Para alguien que viene de afuera, todo provoca asombro. Mi impresión es que aquí se encuentra la verdadera evolución. Los “pisos ecológicos”, las terrazas, se cultivan en distintos pisos térmicos según lo que genere mejores cosechas. Los cultivos se rotan por temporada. Donde hubo papas, luego habrá oca y avena, o se dejará descansar la tierra por siete años, y se recuperará la fertilidad del suelo, algo impensable para un sistema productivo industrial.

Después del almuerzo, nos invitan a visitar los cultivos. Caminamos entre las plantas y Gregorio, uno de los miembros más antiguos de la comunidad, nos cuenta que nunca usaron maquinarias (sería complicado hacerlo en ese terreno irregular). A 3.300 m s. n. m., solo labran la tierra con ayuda de las vacas. Nos explica que hay propiedades privadas de cada familia, las sayañas pero también las aynoqas, que son las tierras comunales asignadas que se organizan para cultivar y reforestar cuando es necesario. Nos muestra las terrazas cultivadas, pero también las de contención, que evitan los desbordes de tierra. Al asomarnos a un cerro, vemos a lo lejos un pequeño pueblo. Se trata de otra comunidad en la que hablan quechua, con la que mantienen buenas relaciones y a veces realizan intercambios.

Un grupo heterogéneo acompaña nuestra visita, algunos niños con sus madres, varios adultos, pocos jóvenes. Los adolescentes suelen estudiar en colegios de pueblos cercanos, pero no hay universidades en la zona. De los que se van, algunos regresan para devolverle a la comunidad lo que una vez ella les dio. Es el espíritu del ayllu, una familia extendida que respeta el trabajo colectivo, coopera y disfruta de los resultados de las tareas compartidas.
-=-=-
* **OBJETIVO**: En el texto sobre los cultivos en terrazas, ¿qué nombre reciben las tierras comunales asignadas? Usa únicamente el texto como fuente.

Elementos de datos
-=-=-
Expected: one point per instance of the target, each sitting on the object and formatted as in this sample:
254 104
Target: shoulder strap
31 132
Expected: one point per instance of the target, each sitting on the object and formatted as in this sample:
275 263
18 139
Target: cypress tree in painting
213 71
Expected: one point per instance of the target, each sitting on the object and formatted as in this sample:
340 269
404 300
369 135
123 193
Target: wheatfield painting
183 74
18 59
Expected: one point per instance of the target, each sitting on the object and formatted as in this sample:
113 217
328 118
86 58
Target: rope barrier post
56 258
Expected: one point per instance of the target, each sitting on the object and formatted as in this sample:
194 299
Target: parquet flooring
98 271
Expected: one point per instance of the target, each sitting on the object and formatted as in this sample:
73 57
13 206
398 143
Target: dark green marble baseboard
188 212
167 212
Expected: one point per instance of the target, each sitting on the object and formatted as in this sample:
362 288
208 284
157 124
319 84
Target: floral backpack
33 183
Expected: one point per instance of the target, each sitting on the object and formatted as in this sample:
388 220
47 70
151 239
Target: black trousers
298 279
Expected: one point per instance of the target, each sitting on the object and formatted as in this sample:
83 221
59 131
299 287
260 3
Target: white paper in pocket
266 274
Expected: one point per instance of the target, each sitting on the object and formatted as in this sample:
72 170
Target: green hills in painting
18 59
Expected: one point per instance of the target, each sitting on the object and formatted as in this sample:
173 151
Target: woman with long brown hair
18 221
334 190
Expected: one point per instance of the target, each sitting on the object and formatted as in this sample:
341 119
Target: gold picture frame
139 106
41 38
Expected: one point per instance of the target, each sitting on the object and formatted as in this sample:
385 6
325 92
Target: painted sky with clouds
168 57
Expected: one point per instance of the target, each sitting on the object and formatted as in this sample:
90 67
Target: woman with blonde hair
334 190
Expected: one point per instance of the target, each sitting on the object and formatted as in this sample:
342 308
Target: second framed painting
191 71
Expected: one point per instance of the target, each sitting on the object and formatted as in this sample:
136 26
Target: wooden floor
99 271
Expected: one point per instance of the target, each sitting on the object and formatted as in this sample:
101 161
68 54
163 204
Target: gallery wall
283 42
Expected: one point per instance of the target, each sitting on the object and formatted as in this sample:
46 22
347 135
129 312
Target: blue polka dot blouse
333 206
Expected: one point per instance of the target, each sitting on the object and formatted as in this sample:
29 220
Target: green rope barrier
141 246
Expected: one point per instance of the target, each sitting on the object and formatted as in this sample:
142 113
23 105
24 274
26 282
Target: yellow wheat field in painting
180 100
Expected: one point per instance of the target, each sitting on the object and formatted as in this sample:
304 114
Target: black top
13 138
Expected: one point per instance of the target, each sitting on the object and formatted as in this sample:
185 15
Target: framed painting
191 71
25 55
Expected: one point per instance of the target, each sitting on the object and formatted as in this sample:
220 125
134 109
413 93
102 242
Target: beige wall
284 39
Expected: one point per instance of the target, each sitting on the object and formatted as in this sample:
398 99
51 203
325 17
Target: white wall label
-=-=-
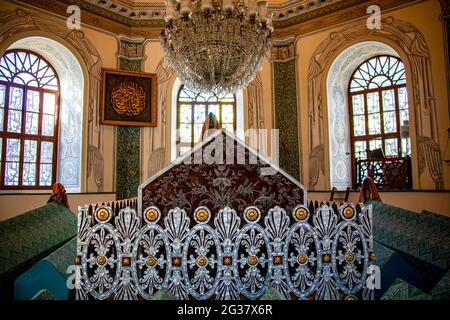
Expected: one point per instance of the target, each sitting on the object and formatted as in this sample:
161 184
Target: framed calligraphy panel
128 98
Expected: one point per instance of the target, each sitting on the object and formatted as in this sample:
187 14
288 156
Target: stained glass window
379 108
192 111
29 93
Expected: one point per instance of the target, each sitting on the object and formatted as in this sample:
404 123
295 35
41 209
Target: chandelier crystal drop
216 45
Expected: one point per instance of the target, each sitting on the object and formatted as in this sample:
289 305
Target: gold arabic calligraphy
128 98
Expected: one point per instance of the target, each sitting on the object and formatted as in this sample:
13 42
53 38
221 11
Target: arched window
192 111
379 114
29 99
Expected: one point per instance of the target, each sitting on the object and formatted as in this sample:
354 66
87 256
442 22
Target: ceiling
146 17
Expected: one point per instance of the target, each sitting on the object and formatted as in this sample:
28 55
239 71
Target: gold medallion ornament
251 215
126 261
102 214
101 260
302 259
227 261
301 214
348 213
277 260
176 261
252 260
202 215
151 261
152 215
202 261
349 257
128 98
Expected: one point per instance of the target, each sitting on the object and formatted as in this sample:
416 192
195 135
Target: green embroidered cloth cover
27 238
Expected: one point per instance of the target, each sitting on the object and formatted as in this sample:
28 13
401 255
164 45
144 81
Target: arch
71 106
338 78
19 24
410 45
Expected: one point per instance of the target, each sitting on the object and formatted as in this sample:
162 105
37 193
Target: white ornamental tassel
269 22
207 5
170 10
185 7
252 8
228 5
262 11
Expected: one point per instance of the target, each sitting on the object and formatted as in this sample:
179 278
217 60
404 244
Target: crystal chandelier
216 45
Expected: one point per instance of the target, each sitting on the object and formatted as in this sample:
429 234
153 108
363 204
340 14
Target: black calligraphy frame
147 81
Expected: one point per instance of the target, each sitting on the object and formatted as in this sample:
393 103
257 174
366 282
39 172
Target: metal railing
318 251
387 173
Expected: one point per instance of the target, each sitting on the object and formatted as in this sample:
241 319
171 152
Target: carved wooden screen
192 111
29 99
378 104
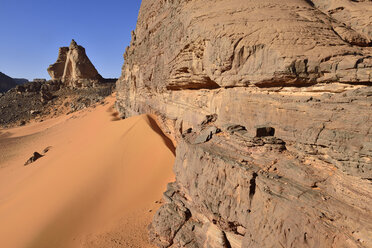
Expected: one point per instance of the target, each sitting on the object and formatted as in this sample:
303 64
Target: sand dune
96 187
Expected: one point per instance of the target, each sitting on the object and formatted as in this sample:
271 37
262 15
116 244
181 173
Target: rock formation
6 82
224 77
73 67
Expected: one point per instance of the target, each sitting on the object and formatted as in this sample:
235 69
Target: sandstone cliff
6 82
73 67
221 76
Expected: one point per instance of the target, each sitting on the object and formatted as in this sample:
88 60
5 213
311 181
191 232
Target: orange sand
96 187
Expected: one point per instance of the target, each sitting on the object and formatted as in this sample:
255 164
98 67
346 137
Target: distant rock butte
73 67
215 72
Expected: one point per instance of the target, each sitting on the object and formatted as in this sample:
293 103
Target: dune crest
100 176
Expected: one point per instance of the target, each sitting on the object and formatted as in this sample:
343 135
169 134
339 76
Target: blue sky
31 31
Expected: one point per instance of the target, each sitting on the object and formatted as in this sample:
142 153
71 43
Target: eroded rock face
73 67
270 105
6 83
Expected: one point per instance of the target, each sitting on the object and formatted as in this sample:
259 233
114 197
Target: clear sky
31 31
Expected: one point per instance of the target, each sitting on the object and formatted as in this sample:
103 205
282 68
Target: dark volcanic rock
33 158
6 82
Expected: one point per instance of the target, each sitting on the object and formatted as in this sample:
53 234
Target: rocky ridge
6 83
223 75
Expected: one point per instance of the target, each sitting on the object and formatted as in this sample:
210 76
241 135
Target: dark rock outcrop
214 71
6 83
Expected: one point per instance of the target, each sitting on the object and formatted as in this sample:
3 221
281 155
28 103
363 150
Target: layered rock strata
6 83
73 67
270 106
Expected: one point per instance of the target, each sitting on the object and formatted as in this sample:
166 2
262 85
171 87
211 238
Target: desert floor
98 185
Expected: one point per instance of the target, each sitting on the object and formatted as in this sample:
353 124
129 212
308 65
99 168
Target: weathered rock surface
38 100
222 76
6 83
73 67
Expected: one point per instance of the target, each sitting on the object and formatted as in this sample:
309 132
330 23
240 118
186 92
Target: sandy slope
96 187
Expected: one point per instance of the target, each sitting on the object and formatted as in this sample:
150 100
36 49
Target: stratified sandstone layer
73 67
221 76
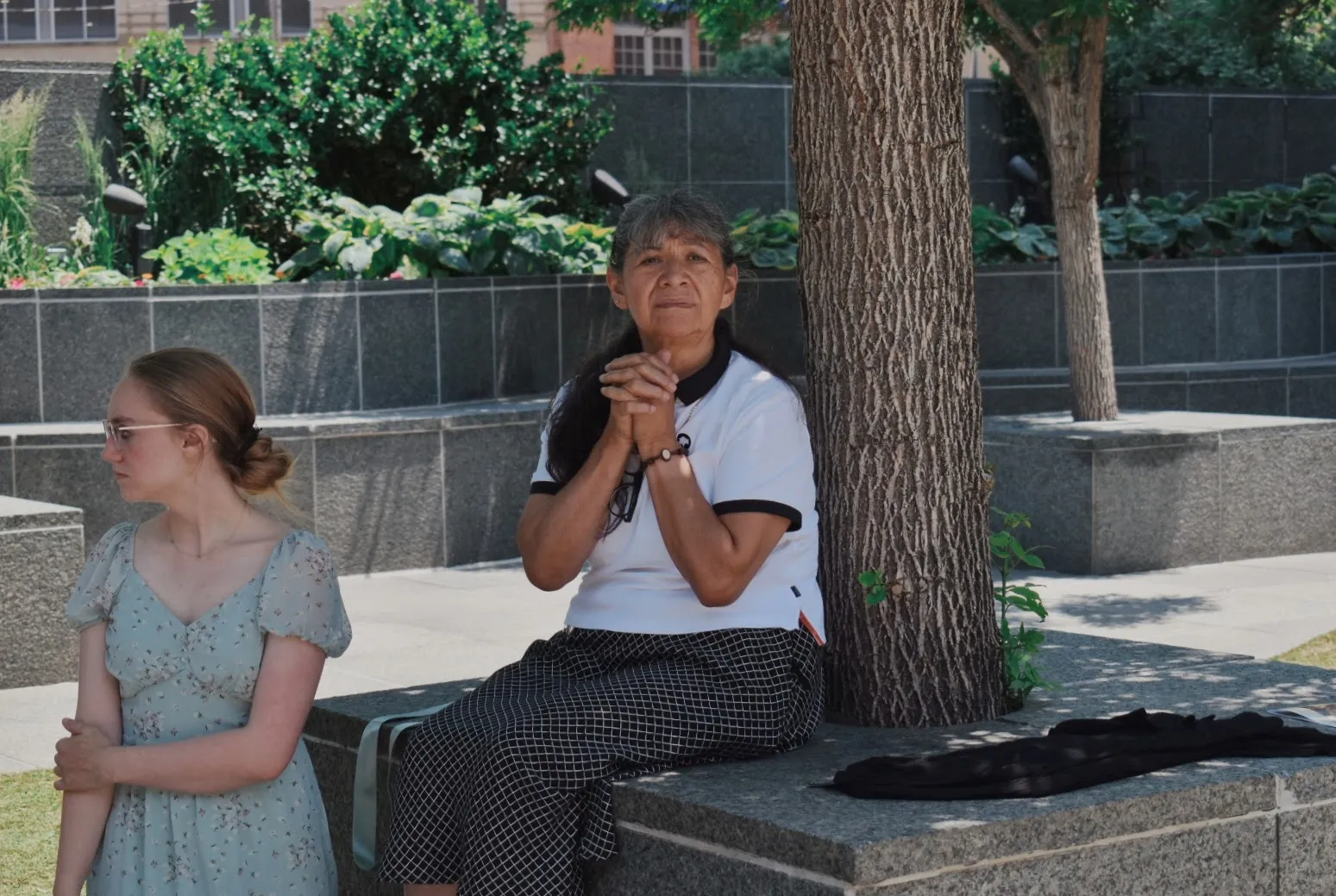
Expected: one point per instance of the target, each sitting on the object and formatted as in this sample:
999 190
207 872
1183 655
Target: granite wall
-=-=-
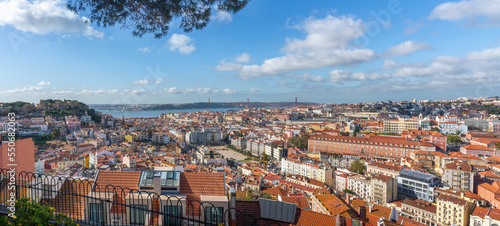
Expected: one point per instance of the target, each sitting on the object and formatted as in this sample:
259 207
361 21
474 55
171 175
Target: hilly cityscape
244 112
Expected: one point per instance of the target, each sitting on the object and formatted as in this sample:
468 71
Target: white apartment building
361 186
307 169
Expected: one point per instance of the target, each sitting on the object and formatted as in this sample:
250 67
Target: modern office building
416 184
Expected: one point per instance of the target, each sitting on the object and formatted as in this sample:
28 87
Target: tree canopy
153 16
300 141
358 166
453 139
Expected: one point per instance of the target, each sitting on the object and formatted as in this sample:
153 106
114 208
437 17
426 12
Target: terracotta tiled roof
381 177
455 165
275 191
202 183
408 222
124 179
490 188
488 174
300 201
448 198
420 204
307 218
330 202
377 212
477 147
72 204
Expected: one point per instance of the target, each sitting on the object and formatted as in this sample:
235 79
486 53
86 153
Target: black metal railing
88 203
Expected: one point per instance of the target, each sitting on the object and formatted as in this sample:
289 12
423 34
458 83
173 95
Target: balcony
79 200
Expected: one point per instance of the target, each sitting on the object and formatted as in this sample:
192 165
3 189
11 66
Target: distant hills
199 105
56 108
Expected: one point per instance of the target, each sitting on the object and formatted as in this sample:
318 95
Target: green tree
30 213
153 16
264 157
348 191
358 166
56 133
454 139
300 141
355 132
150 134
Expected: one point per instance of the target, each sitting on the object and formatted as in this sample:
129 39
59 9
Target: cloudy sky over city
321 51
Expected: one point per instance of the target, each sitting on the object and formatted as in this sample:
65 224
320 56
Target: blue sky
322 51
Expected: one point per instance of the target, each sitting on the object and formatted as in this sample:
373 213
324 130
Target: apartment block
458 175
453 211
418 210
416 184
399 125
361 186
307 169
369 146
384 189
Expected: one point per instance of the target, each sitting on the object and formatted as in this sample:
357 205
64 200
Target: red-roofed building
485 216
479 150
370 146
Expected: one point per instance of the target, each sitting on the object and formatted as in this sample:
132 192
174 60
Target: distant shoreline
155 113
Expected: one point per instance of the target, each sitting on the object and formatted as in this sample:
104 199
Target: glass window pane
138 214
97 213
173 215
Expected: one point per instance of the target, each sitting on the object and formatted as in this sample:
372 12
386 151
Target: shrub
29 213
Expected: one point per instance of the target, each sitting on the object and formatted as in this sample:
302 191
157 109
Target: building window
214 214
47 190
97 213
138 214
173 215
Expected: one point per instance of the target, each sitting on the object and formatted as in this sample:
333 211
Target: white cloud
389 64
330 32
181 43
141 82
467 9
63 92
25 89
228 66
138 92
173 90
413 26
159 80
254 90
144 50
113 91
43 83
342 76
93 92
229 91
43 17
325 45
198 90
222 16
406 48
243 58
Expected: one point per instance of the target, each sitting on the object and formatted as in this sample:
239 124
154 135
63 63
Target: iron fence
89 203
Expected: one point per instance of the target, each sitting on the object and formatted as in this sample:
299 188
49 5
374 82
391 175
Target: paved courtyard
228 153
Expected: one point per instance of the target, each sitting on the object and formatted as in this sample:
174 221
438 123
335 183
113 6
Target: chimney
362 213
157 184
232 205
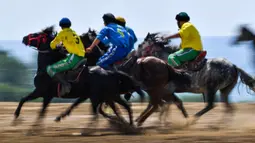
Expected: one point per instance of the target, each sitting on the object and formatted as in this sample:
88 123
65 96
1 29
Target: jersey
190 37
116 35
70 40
-=-=-
* **RESULTADO DE LA TAREA**: Reciben el nombre de aynoqas.